### O que se pede
(A) No relato sobre os anos de Abril, contra o que se dirigia a revolta desses anos? Indique todos os alvos citados.
(B) Responda a partir do relato sobre os anos de Abril:
(i) Que idade tinha quem fala em 1974?
(ii) Segundo o relato, que interesses a guerra servia?
(iii) De onde tinham fugido os jovens de vinte e tal anos que quem fala conheceu?
(C) Escreva a continuação do relato sobre os anos de Abril a partir do ponto em que ele termina.

### Excerto escolhido
Os “anos de Abril” são os anos que vão levar ao 25 de Abril. Os anos de Abril, para mim, são os anos em que, na minha família, pouco a pouco, vamos tomar consciência do que é a ditadura portuguesa. Primeiro, porque estávamos completamente debaixo da propaganda e vamos tomar, pouco a pouco, consciência que a guerra não é para defender uma civilização ou não sei o quê. É claramente para defender interesses dos industriais e de um certo número de pessoas. Depois, ensinaram-nos uma religião que é só para oprimir o Homem, com um Deus inquisidor. E o meu Pai representa isso tudo naquele momento para nós que somos jovens revoltados. Portanto, os anos de Abril é uma revolta contra o patriarcado, contra a propaganda, contra o fascismo, contra o colonialismo.

Até que chega o 25 de Abril e cai tudo e o regime desaparece como se fosse um baralho de cartas. São anos que, para mim, foram os anos mais formadores, em que eu conheci jovens que tinham 20 e tal anos. Naquela época, em 1974, eu tinha 16 anos e conheci jovens que tinham fugido da guerra colonial e que me fizeram ter consciência que eu fazia parte de uma classe social, da classe operária.

### Informação fornecida
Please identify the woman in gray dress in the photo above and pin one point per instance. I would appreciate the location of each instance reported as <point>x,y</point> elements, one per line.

### Respostas dadas
(A) O patriarcado, a propaganda, o fascismo e o colonialismo.

(B)
(i) Tinha 16 anos.
(ii) Servia os interesses dos industriais e de um certo número de pessoas.
(iii) Tinham fugido da guerra colonial.

(C)
No livro fala de si, fala consigo, mas também fala do seu pai, da sua mãe, fala à sua filha. É a história de uma família, uma história muito pessoal, de muita luta. Por que é que decidiu escrever este livro?

Porque a impressão que eu tenho é que se alguém tivesse escrito isto, eu não precisava de o escrever. A impressão que me dá é que eu passei por uma história que não foi escrita. Há tentativas aqui e além, mas tenho a impressão, e mesmo com este livro, que ainda não foi escrita. Eu já fiz bastante filmes sobre a emigração portuguesa e os franceses muitas vezes têm a impressão que não temos história. Quer dizer, que os portugueses chegaram aqui, não tiveram dificuldades nenhumas, que viemos de um país que era uma espécie de fascismo de “operette”.

Um fascismo brando, dócil…?

Sim e finalmente tenho a impressão que não há nada sobre o que se passou, sobretudo nos anos 60. Há poucos filmes, há pouca literatura. Há aqui um vazio que eu tento preencher e que acho importante preencher.

Ou seja, mais uma vez, neste livro, como em grande parte da sua obra cinematográfica, mostra uma realidade que aqueles que a viveram quiseram esconder ou esquecer. Mostra a miséria, mostra a exploração dos portugueses, em contraste com as narrativas, por exemplo, de empresários de sucesso em França. Há uma vontade de mostrar os bastidores, de lutar contra uma certa amnésia colectiva?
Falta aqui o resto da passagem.